— BEGIN PROVIDED MATERIAL —

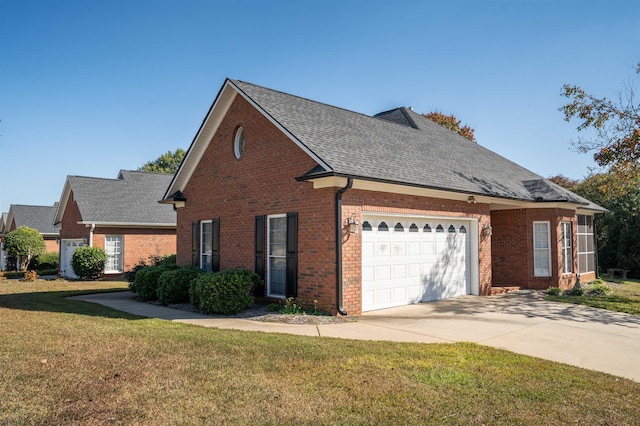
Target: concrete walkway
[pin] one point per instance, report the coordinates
(520, 322)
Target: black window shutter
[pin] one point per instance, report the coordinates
(195, 255)
(261, 247)
(292, 254)
(215, 245)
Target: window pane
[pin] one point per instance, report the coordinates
(278, 236)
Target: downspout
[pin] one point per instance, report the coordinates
(93, 227)
(341, 191)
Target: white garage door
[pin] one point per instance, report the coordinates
(409, 260)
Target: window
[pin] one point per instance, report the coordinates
(238, 145)
(586, 244)
(113, 248)
(277, 246)
(567, 253)
(206, 244)
(541, 250)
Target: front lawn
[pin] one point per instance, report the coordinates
(624, 297)
(73, 362)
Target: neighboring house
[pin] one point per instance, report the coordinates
(362, 213)
(39, 218)
(121, 216)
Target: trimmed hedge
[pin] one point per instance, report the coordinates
(88, 262)
(173, 285)
(226, 292)
(146, 283)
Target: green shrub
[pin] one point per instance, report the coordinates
(554, 291)
(598, 289)
(146, 283)
(88, 262)
(173, 285)
(48, 260)
(225, 292)
(576, 291)
(30, 276)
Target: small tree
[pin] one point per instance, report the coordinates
(24, 244)
(168, 162)
(451, 123)
(88, 262)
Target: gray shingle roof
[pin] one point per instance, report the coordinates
(132, 198)
(36, 217)
(401, 146)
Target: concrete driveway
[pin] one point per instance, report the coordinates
(520, 322)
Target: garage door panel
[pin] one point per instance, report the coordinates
(410, 262)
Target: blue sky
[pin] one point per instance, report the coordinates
(91, 87)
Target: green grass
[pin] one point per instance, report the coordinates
(72, 362)
(624, 297)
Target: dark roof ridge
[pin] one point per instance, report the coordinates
(299, 97)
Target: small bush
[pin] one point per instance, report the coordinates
(576, 291)
(48, 260)
(146, 283)
(173, 285)
(225, 292)
(88, 262)
(554, 291)
(30, 276)
(598, 289)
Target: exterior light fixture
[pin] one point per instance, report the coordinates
(352, 223)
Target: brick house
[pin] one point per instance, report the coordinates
(363, 213)
(121, 216)
(36, 217)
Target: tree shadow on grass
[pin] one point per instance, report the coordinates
(57, 301)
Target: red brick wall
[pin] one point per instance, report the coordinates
(261, 182)
(512, 248)
(139, 244)
(357, 201)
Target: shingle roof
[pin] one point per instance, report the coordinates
(36, 217)
(132, 198)
(401, 146)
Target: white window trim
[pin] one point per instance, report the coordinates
(591, 235)
(121, 256)
(535, 273)
(269, 256)
(202, 252)
(567, 248)
(237, 149)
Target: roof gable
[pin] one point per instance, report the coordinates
(398, 146)
(36, 217)
(131, 199)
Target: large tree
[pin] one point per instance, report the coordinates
(451, 123)
(166, 163)
(616, 123)
(24, 244)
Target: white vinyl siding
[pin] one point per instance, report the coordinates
(206, 242)
(113, 248)
(541, 249)
(567, 251)
(277, 255)
(586, 244)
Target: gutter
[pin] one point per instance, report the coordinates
(339, 193)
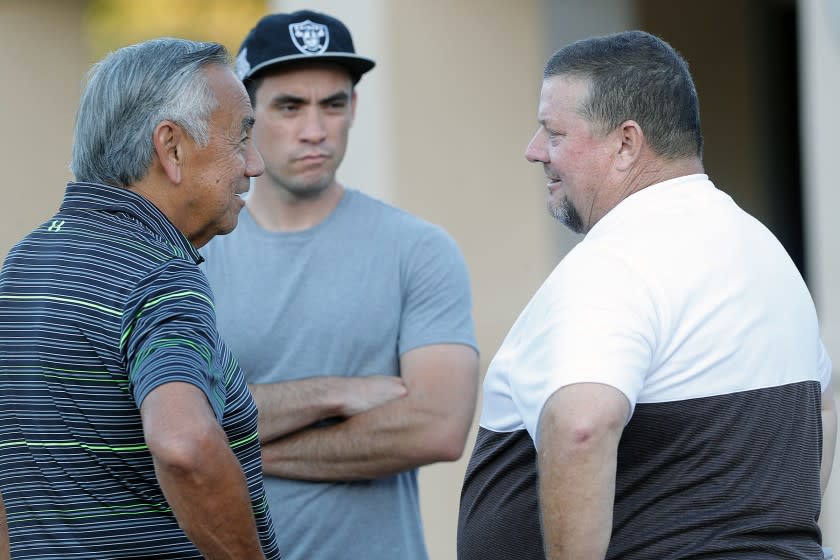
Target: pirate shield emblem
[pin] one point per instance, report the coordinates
(310, 37)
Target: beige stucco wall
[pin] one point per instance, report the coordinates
(42, 64)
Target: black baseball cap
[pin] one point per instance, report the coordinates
(299, 36)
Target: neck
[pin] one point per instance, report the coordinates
(278, 210)
(656, 170)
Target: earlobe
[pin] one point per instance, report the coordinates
(632, 139)
(167, 139)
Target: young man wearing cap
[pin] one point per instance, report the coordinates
(350, 318)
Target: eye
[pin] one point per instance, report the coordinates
(287, 108)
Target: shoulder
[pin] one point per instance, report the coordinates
(412, 232)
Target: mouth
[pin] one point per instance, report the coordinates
(313, 158)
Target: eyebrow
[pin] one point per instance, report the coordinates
(248, 123)
(296, 100)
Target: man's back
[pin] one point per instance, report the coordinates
(78, 298)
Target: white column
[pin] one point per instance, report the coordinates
(819, 32)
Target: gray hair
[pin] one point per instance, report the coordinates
(129, 93)
(634, 75)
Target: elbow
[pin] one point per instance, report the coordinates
(183, 453)
(448, 444)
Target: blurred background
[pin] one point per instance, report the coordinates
(443, 122)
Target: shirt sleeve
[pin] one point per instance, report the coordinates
(593, 321)
(437, 302)
(169, 334)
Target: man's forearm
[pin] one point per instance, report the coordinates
(198, 473)
(381, 442)
(212, 504)
(580, 428)
(429, 422)
(288, 406)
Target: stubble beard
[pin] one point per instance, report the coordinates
(567, 214)
(299, 189)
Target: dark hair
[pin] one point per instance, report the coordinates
(252, 84)
(128, 93)
(634, 75)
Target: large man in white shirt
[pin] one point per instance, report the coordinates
(665, 394)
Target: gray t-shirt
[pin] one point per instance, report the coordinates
(346, 297)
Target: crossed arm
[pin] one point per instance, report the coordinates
(200, 476)
(390, 424)
(580, 428)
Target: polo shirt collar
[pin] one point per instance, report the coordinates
(95, 196)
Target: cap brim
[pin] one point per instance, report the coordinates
(356, 65)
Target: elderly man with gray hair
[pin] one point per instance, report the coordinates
(127, 429)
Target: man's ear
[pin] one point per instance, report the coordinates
(353, 100)
(632, 141)
(168, 140)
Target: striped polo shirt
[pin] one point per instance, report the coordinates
(99, 306)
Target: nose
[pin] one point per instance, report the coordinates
(313, 130)
(254, 164)
(536, 151)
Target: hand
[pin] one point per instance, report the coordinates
(365, 393)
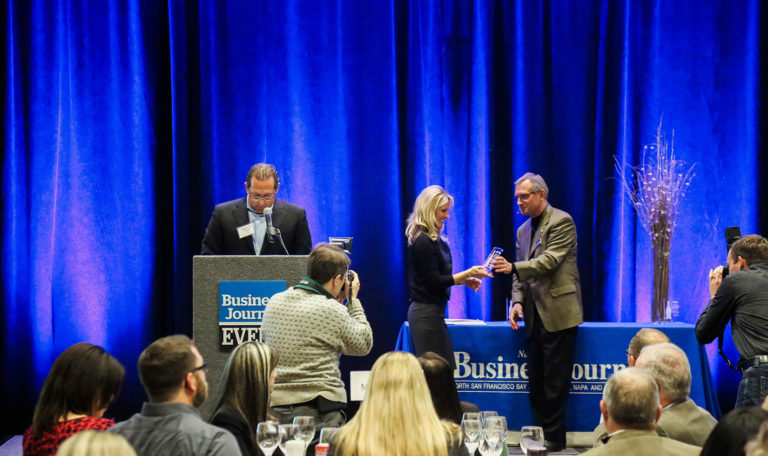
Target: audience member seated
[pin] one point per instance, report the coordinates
(95, 443)
(641, 339)
(442, 387)
(81, 384)
(630, 409)
(397, 415)
(173, 374)
(759, 445)
(733, 431)
(681, 419)
(249, 377)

— END PROVIDED MATERIAL —

Pictures in the records must not appear in the copy; transcribe everything else precisely.

Target: concrete walkway
[pin] one point per instance, report the coordinates
(520, 322)
Target: black window shutter
[pin] one point per instance, report the coordinates
(195, 255)
(261, 247)
(292, 254)
(215, 245)
Target: window pane
[pin] one point per instance, report the coordinates
(278, 236)
Target: downspout
[pin] one point per instance, report the coordinates
(93, 227)
(341, 191)
Target: white garage door
[pin] one point per instance, report the coordinates
(409, 260)
Target: window
[pin] one point per instance, report the coordinates
(238, 145)
(586, 244)
(113, 248)
(277, 246)
(567, 253)
(206, 244)
(541, 250)
Target: front lawn
[pin] one point per instance, report the coordinates
(624, 297)
(73, 362)
Target: neighboring house
[pin] one point per instance, report the coordinates
(362, 213)
(39, 218)
(121, 216)
Target: trimmed hedge
[pin] one point per instance, report the coordinates
(88, 262)
(173, 285)
(226, 292)
(146, 283)
Target: green shrub
[pin] one point per instance, report the coordinates
(554, 291)
(598, 289)
(146, 283)
(88, 262)
(173, 285)
(48, 260)
(225, 292)
(576, 291)
(30, 276)
Target: small tree
[pin] one point per instance, report the coordinates
(24, 244)
(168, 162)
(451, 123)
(88, 262)
Target: gray shingle roof
[pin] one point per instance, report the coordinates
(132, 198)
(36, 217)
(401, 146)
Target: concrete driveway
[pin] one point per instance, report the coordinates
(520, 322)
Target: garage door panel
[pin] one point per instance, report the coordinates
(410, 262)
Target: blue sky
[pin] one point per instance, report the coordinates
(91, 87)
Target: green grass
[pin] one point per instance, report the coordinates
(72, 362)
(624, 297)
Target: dark roof ridge
[pin] one point per instance, report the coordinates
(299, 97)
Target: small bush
[pin] one point per instance, report the coordinates
(576, 291)
(48, 260)
(146, 283)
(173, 285)
(225, 292)
(88, 262)
(554, 291)
(30, 276)
(598, 289)
Target: exterior light fixture
[pin] one point per instance, report the coordinates
(352, 223)
Target: brick house
[pin] one point per instance, report the coordinates
(363, 213)
(121, 216)
(36, 217)
Target: tree shadow on grass
[pin] one point per instance, report the coordinates
(57, 301)
Target: red brick wall
[pin] one point per instance, report the coordinates
(261, 182)
(512, 248)
(139, 244)
(357, 201)
Target: shingle roof
[pin] one point per instance, report the coordinates
(36, 217)
(132, 198)
(401, 146)
Target: white window trim
[pin] one point per instance, report the coordinates
(591, 235)
(121, 256)
(535, 273)
(269, 256)
(202, 252)
(567, 248)
(237, 149)
Target: roof gable
[pin] one point per instance, report the coordinates
(398, 146)
(36, 217)
(131, 199)
Target: large tree
[pin] one point per instance, report the coordinates
(451, 123)
(166, 163)
(616, 123)
(24, 244)
Target: white vinyl siding
[pin] one point per instance, report the coordinates
(206, 242)
(113, 248)
(541, 249)
(567, 251)
(277, 255)
(586, 244)
Target: gutter
[pin] one point per instance, report the coordinates
(339, 193)
Target: pirate shield emblem
[pin] one point per instance, report the coordinates
(310, 37)
Target: beige stucco wall
[pin] one point per instance, report the coordinates
(42, 64)
Target: black baseball cap
[pin] one point per instance, report the coordinates
(299, 36)
Target: neck
[pin] one point per instance, report the coordinates
(278, 210)
(656, 170)
Target: earlobe
[pin] one point per instance, report the coordinates
(632, 139)
(167, 139)
Target: young man wearing cap
[pin] one point per instance, report the coordinates
(350, 318)
Target: eye
[pin] one point per instance, report the coordinates
(287, 108)
Target: shoulder
[pin] one point per instance, report the coordinates
(412, 232)
Target: mouth
[pin] one point per instance, report the coordinates
(313, 158)
Target: eyebrow
[pin] one point per instance, report the coordinates
(248, 123)
(296, 100)
Target: man's back
[pin] one point per instance, report the coordinates
(78, 298)
Target: white column
[pin] one point per instance, report the coordinates
(819, 32)
Target: gray hair
[pin] one point per instance, report the coordinates
(129, 93)
(634, 75)
Target: elbow
[pin] one point per instance, report the coordinates
(183, 453)
(448, 444)
Target: blurred background
[pin] one point per instance, report the coordinates
(443, 122)
Target: shirt sleeve
[pin] one point per instance, report the coordinates
(593, 321)
(437, 302)
(169, 334)
Target: man's forearm
[pin] one point per instance, report the coordinates
(198, 473)
(381, 442)
(212, 504)
(580, 428)
(429, 422)
(288, 406)
Target: stubble beard
[pin] one point per instance, report the coordinates
(567, 214)
(299, 189)
Target: dark hair
[pin] one point per instance, report the coordinates
(252, 84)
(128, 93)
(634, 75)
Target: large man in white shirt
[pin] one point per instance, report the coordinates
(665, 394)
Target: gray t-shirt
[pin] one point per instance, report the coordinates
(346, 297)
Target: crossed arm
[pin] one point per instance, report the coordinates
(200, 476)
(390, 424)
(580, 428)
Target: polo shirt collar
[pin] one point per instance, report the coordinates
(95, 196)
Target: cap brim
[pin] one point per instance, report the coordinates
(356, 65)
Target: elderly man with gray hair
[pin] one point per instance, report the coordinates
(127, 429)
Target: man's ear
[pin] one point per instance, report the coordinates
(353, 100)
(632, 141)
(168, 140)
Target: striped polo shirt
[pin] one point per instance, report the coordinates
(99, 306)
Target: nose
[pin] one point per instance, report the coordinates
(313, 130)
(254, 164)
(536, 151)
Target: hand
[pin] one point per instance, report the coordinates
(365, 393)
Target: audience member seated
[pin] one point per instance, report the coordinates
(95, 443)
(641, 339)
(442, 387)
(81, 384)
(630, 409)
(397, 415)
(173, 374)
(759, 445)
(733, 431)
(681, 419)
(249, 377)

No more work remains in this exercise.